> _REQUIRED TASK_:
Turn the entries below into a numbered list, leaving out any blank lines.

> _SUPPLIED ENTRIES_:
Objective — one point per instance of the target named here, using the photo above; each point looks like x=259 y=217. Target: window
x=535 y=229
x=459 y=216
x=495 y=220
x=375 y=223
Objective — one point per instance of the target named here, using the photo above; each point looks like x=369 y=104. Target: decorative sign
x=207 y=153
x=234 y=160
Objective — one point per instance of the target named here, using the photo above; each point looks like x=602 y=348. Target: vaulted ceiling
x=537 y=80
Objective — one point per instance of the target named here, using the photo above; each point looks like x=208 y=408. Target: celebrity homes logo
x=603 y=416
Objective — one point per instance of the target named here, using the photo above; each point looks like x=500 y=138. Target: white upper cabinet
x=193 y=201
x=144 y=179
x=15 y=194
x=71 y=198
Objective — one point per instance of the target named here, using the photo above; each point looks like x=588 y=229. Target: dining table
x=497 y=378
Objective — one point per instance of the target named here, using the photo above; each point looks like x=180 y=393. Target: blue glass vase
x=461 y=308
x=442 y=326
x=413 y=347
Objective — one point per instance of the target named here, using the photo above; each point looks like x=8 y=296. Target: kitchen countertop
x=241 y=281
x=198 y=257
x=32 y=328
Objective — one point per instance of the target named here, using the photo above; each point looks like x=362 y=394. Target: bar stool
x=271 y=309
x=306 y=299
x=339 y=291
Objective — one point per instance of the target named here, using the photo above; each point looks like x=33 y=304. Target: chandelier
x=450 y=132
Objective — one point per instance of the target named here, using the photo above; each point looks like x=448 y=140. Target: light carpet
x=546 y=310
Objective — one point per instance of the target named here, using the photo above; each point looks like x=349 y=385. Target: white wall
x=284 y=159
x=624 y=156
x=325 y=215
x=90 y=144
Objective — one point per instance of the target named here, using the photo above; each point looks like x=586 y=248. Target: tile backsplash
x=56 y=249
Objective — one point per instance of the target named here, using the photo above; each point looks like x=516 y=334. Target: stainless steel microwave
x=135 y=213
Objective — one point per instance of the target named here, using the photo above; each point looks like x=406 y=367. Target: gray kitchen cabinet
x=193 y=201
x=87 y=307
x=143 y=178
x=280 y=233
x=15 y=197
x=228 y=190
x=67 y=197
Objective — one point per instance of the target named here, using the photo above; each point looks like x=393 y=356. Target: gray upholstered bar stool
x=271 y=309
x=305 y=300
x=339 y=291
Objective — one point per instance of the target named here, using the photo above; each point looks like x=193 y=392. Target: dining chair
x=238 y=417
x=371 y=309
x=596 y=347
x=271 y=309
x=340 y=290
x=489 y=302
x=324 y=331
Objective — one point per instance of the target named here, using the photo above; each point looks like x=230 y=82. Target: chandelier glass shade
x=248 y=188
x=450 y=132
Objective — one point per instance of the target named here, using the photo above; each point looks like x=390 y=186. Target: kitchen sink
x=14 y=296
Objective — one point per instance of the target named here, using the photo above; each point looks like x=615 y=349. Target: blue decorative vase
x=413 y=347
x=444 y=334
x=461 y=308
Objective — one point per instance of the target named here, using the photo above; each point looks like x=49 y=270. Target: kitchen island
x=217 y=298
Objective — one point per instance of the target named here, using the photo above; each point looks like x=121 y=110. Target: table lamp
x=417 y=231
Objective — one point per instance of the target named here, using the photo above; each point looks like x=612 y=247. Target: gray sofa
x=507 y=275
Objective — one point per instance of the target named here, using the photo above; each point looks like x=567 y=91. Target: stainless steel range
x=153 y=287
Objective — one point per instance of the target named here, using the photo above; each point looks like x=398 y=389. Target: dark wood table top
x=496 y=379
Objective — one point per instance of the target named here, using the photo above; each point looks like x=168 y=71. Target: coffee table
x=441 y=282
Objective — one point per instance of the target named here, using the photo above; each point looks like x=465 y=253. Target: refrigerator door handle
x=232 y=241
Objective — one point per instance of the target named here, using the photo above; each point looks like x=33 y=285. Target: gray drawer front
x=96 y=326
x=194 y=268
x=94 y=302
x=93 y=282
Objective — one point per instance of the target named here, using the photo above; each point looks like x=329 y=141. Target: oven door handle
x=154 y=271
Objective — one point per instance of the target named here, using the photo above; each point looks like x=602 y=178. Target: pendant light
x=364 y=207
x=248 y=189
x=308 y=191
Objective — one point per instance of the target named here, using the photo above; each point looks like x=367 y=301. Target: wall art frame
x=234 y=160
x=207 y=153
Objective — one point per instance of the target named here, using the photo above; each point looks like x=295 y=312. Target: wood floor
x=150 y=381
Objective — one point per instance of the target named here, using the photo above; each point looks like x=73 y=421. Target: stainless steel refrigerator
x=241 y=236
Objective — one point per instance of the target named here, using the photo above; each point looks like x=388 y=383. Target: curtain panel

> _FULL SOLUTION_:
1. Objective — one point per instance of the target named here, using the photo above; each point looks like x=259 y=217. Target: window
2. x=535 y=229
3. x=459 y=216
4. x=495 y=220
5. x=375 y=223
6. Objective — one point per instance of the target named here, using the photo above; each point looks like x=369 y=104. Target: decorative sign
7. x=207 y=153
8. x=234 y=160
9. Objective — one point per instance of the target named here, using the photo above; each point looks like x=602 y=348. Target: vaulted ceiling
10. x=537 y=80
11. Objective — one point per instance of the target named here, using the photo above; each point looks like x=208 y=408. Target: celebrity homes logo
12. x=603 y=416
13. Objective — one point per instance of the target named here, using the photo above; each point looks like x=500 y=138. Target: white upper cabinet
14. x=193 y=201
15. x=144 y=179
16. x=15 y=194
17. x=71 y=198
18. Objective — one point per instance of the target named here, using the photo above; each point looks like x=588 y=229. Target: dining table
19. x=497 y=378
20. Objective — one point per instance of the target named here, using the photo above; each point looks like x=180 y=393. Target: blue glass vase
21. x=461 y=308
22. x=442 y=326
23. x=413 y=347
24. Objective — one point per instance of the target named here, using the photo above; each point looks like x=8 y=296. Target: kitchen countertop
25. x=241 y=281
26. x=198 y=257
27. x=32 y=328
28. Objective — one point per instance of the target named here, using the photo above; each point looks like x=362 y=394. Target: bar stool
29. x=271 y=309
30. x=306 y=299
31. x=339 y=291
32. Objective — one point per instance of the target named here, using the photo above; each point looks like x=33 y=304. Target: chandelier
33. x=450 y=132
34. Objective — one point per instance of the target named here, using the photo above; each point looks like x=448 y=140. Target: light carpet
35. x=546 y=310
36. Objective — one point per instance of the target named here, using the photo above; each point looks like x=349 y=385. Target: white wall
37. x=284 y=159
38. x=624 y=156
39. x=325 y=215
40. x=90 y=144
41. Objective — one point per instance of the target named here, using the photo above; each point looks like x=586 y=248. Target: tile backsplash
42. x=56 y=249
43. Objective — one point per instance of the target named here, using the photo above; each point looks like x=516 y=334. Target: stainless steel microwave
44. x=135 y=213
45. Objective — one point per instance of the target named here, using the photo above; each point looks like x=406 y=367. Target: gray kitchen cabinet
46. x=193 y=201
47. x=87 y=307
48. x=143 y=178
49. x=280 y=233
50. x=15 y=197
51. x=228 y=190
52. x=67 y=197
53. Objective — one point per instance of the target named here, using the photo above; each point looks like x=393 y=356. Target: gray upholstered bar stool
54. x=271 y=309
55. x=305 y=300
56. x=339 y=291
57. Objective — one point per instance of the target named here, using the photo above; each point looks like x=193 y=392. Target: dining chair
58. x=238 y=417
59. x=371 y=309
60. x=596 y=347
61. x=271 y=309
62. x=340 y=290
63. x=489 y=302
64. x=324 y=331
65. Objective — one point per instance of the target named here, using the photo above; each point looks like x=230 y=82. Target: chandelier glass shade
66. x=248 y=188
67. x=450 y=132
68. Objective — one point per instance of the target named here, using the photo above; each point looks like x=390 y=186. Target: kitchen sink
69. x=14 y=296
70. Objective — one point per instance of the target named here, using the photo above; each point looks like x=615 y=349. Target: blue decorative vase
71. x=413 y=347
72. x=444 y=334
73. x=461 y=308
74. Objective — one point per instance of the target named here, using the photo above; each point looks like x=49 y=270. Target: kitchen island
75. x=217 y=298
76. Objective — one point per instance of the target named here, using the photo above; each point looks like x=121 y=110. Target: table lamp
77. x=417 y=231
78. Objective — one point per instance of the target named here, using the photo above; each point looks like x=612 y=247. Target: gray sofa
79. x=507 y=275
80. Objective — one point per instance of the target named here, using the photo above; each point looks like x=567 y=91. Target: stainless steel range
81. x=153 y=287
82. Objective — one point per instance of the target named here, using the photo above; each point looks like x=398 y=389. Target: dark wood table top
83. x=496 y=379
84. Objective — one point per instance of the target named here, using the photo above; each point looks like x=168 y=71. Target: coffee table
85. x=441 y=282
86. Objective — one point per instance of the target named here, using the photo above; each point looks like x=465 y=253. Target: refrigerator door handle
87. x=232 y=241
88. Objective — one point per instance of the target named here, using the photo above; each point looks like x=33 y=285. Target: gray drawer front
89. x=96 y=326
90. x=194 y=268
91. x=94 y=302
92. x=93 y=282
93. Objective — one point per instance of the target named here, using the photo above; each point looks like x=329 y=141. Target: oven door handle
94. x=154 y=271
95. Objective — one point per instance of the target named here, using the photo above; each point looks like x=602 y=178. Target: pendant light
96. x=364 y=207
97. x=248 y=189
98. x=308 y=191
99. Objective — one point per instance of the target named here, using the photo above; each point looks like x=367 y=301. Target: wall art frame
100. x=234 y=160
101. x=207 y=153
102. Objective — one point per instance of the target named here, using the photo above; each point looks like x=295 y=312. Target: wood floor
103. x=150 y=381
104. Objective — one point per instance of the target named here, using the photo above; each point looks like x=73 y=421. Target: stainless steel refrigerator
105. x=241 y=236
106. Objective — one point per instance of the target named here, using the photo above; each point looks like x=388 y=383. Target: curtain panel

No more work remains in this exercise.